可见,并行队列不会创建线程取执行dispatch_sync命令。

dispatch_async

自定义串行队列的async派发

 dispatch_queue_t sq1 = dispatch_queue_create("sq1", NULL);
    dispatch_async(sq1, ^{
        NSLog(@"Serial aysnc task");
    });

他的调用堆栈是:
这里写图片描述

我们来看一下源码:

void
dispatch_async(dispatch_queue_t dq, dispatch_block_t work)
{
    dispatch_continuation_t dc = _dispatch_continuation_alloc();
    // 设置标志位
    uintptr_t dc_flags = DISPATCH_OBJ_CONSUME_BIT;
    // 将work打包成dispatch_continuation_t
    _dispatch_continuation_init(dc, dq, work, 0, 0, dc_flags);
    _dispatch_continuation_async(dq, dc);
}

无论dq是什么类型的queue,GCD首先会将work打包成dispatch_continuation_t 类型,然后调用方法_dispatch_continuation_async

在继续深入之前,先来看一下work是如何打包的:

static inline void
_dispatch_continuation_init(dispatch_continuation_t dc,
        dispatch_queue_class_t dqu, dispatch_block_t work,
        pthread_priority_t pp, dispatch_block_flags_t flags, uintptr_t dc_flags)

============================================================

◆ 你的任务 ◆
1. 把原文中的这句话译成英文:“无论dq是什么类型的queue,GCD首先会将work打包成dispatch_continuation_t 类型,然后调用方法_dispatch_continuation_async”
2. 根据原文作答:
(a) 示例代码创建的自定义串行队列名为什么?
(b) dispatch_async 源码中,dc_flags 被赋予了哪个值?
(c) 源码中由哪个函数把 work 打包成 dispatch_continuation_t?
3. 逐字照抄原文中从“自定义串行队列的async派发”到“dq, dispatch_block_t work)”之间的内容,首尾两处都包括在内。

============================================================

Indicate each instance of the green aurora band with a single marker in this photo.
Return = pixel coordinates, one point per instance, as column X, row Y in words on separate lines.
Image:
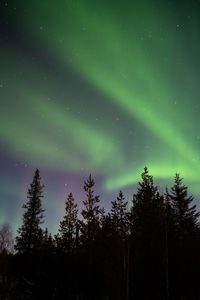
column 133, row 54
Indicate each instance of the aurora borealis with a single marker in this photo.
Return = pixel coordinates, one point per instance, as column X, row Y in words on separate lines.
column 105, row 87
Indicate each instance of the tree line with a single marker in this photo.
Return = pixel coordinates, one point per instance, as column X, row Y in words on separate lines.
column 150, row 251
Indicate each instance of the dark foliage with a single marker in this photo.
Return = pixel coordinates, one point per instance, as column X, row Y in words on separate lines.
column 149, row 252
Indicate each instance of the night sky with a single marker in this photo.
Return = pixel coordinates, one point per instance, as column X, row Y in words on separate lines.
column 101, row 87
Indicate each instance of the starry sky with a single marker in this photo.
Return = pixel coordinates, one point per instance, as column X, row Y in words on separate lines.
column 100, row 87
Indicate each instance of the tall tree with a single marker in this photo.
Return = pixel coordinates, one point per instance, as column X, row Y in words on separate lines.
column 147, row 223
column 30, row 233
column 91, row 212
column 66, row 237
column 186, row 215
column 6, row 239
column 119, row 215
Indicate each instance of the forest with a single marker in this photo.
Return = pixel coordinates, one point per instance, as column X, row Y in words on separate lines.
column 150, row 250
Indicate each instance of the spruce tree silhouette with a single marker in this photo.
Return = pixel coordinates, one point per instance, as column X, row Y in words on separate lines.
column 91, row 212
column 30, row 234
column 186, row 216
column 147, row 225
column 66, row 238
column 119, row 215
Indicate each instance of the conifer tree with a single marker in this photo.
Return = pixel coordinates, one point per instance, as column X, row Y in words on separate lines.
column 147, row 225
column 30, row 233
column 119, row 215
column 185, row 214
column 68, row 226
column 91, row 212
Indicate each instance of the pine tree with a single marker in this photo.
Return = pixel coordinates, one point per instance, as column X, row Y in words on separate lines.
column 91, row 213
column 146, row 255
column 66, row 237
column 119, row 215
column 186, row 216
column 30, row 233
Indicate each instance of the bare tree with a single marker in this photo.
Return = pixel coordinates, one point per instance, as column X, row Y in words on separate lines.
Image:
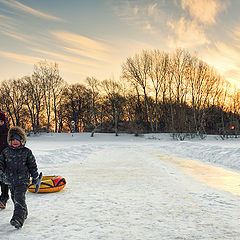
column 12, row 99
column 136, row 70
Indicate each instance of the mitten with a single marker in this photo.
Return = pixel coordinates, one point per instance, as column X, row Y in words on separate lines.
column 34, row 181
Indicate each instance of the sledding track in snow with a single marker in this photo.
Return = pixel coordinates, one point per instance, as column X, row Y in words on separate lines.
column 120, row 189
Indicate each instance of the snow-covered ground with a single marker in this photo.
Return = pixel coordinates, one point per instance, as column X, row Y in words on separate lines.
column 133, row 188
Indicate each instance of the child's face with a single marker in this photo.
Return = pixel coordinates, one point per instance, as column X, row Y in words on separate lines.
column 15, row 143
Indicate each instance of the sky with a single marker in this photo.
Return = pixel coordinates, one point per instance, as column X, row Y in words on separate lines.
column 93, row 38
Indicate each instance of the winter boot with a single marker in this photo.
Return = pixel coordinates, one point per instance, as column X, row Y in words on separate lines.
column 3, row 202
column 16, row 223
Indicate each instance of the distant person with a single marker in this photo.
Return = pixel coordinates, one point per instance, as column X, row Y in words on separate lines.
column 3, row 144
column 18, row 163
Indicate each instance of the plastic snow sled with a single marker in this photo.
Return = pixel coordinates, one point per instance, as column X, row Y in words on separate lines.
column 49, row 184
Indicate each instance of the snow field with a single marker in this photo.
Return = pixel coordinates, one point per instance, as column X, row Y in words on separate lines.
column 124, row 188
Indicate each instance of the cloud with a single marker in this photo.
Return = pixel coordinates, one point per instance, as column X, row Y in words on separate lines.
column 20, row 37
column 20, row 57
column 187, row 34
column 63, row 57
column 204, row 11
column 64, row 66
column 83, row 46
column 19, row 6
column 225, row 59
column 141, row 14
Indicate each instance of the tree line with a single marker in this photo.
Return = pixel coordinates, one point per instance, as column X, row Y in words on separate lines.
column 157, row 92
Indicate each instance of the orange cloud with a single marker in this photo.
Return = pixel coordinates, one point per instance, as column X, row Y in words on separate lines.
column 188, row 34
column 22, row 7
column 204, row 11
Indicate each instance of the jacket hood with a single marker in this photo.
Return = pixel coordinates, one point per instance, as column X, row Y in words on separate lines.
column 17, row 130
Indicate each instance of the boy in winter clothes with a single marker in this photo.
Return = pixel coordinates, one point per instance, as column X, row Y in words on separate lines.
column 18, row 163
column 3, row 144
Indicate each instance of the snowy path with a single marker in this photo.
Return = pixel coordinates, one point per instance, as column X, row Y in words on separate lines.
column 122, row 190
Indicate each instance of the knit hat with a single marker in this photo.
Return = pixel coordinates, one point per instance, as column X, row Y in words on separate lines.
column 3, row 117
column 16, row 136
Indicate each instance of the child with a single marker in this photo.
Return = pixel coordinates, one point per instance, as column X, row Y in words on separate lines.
column 18, row 163
column 3, row 144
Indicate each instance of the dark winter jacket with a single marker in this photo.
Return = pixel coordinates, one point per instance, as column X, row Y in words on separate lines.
column 18, row 163
column 3, row 136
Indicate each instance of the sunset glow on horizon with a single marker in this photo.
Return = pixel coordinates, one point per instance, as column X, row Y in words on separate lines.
column 94, row 38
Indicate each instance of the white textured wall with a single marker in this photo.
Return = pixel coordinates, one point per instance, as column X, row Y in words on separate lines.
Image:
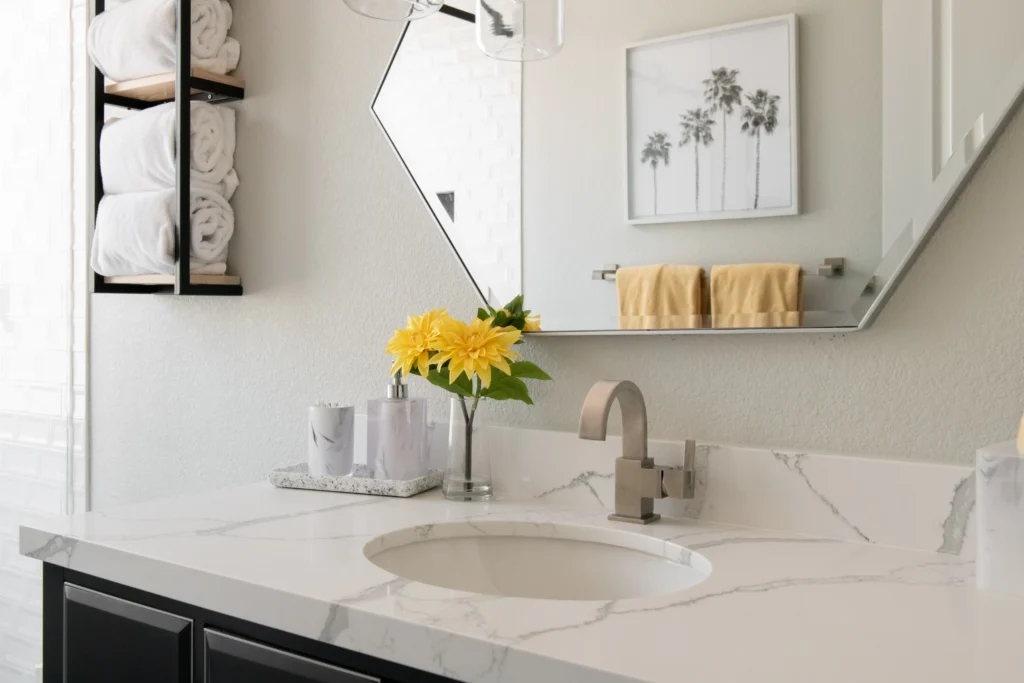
column 42, row 314
column 455, row 116
column 336, row 249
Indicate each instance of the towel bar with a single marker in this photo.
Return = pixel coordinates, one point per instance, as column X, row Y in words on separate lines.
column 833, row 267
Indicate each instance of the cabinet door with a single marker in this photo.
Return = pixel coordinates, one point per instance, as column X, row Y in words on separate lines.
column 229, row 659
column 110, row 640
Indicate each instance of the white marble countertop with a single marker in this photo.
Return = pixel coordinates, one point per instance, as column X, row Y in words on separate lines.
column 777, row 606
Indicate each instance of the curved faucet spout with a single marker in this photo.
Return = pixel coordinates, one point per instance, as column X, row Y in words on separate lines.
column 597, row 407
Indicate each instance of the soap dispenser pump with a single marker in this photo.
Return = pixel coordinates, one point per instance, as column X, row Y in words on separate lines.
column 396, row 434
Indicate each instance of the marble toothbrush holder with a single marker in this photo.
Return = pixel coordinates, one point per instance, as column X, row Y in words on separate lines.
column 331, row 438
column 1000, row 519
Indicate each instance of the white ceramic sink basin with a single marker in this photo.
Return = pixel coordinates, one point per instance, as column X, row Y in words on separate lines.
column 530, row 560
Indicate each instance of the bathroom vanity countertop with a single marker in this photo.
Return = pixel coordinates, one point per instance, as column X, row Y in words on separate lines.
column 777, row 606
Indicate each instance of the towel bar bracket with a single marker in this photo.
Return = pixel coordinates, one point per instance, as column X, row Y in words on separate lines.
column 607, row 272
column 833, row 267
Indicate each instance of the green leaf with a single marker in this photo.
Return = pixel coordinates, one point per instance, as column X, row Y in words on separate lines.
column 439, row 378
column 504, row 387
column 527, row 370
column 515, row 305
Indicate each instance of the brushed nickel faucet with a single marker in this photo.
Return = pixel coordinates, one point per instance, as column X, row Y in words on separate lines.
column 638, row 479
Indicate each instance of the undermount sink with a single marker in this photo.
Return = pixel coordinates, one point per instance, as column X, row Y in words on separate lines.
column 539, row 560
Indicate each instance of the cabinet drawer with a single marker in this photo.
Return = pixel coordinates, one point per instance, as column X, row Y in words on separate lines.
column 229, row 659
column 110, row 640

============================================================

◆ 各题答案 ◆
1. Regardless of what type of queue dq is, GCD first packages work into the dispatch_continuation_t type and then calls the method _dispatch_continuation_async.

2.
(a) sq1
(b) DISPATCH_OBJ_CONSUME_BIT
(c) _dispatch_continuation_init

3.
自定义串行队列的async派发

 dispatch_queue_t sq1 = dispatch_queue_create("sq1", NULL);
    dispatch_async(sq1, ^{
        NSLog(@"Serial aysnc task");
    });

他的调用堆栈是:
这里写图片描述

我们来看一下源码:

void
dispatch_async(dispatch_queue_t dq, dispatch_block_t work)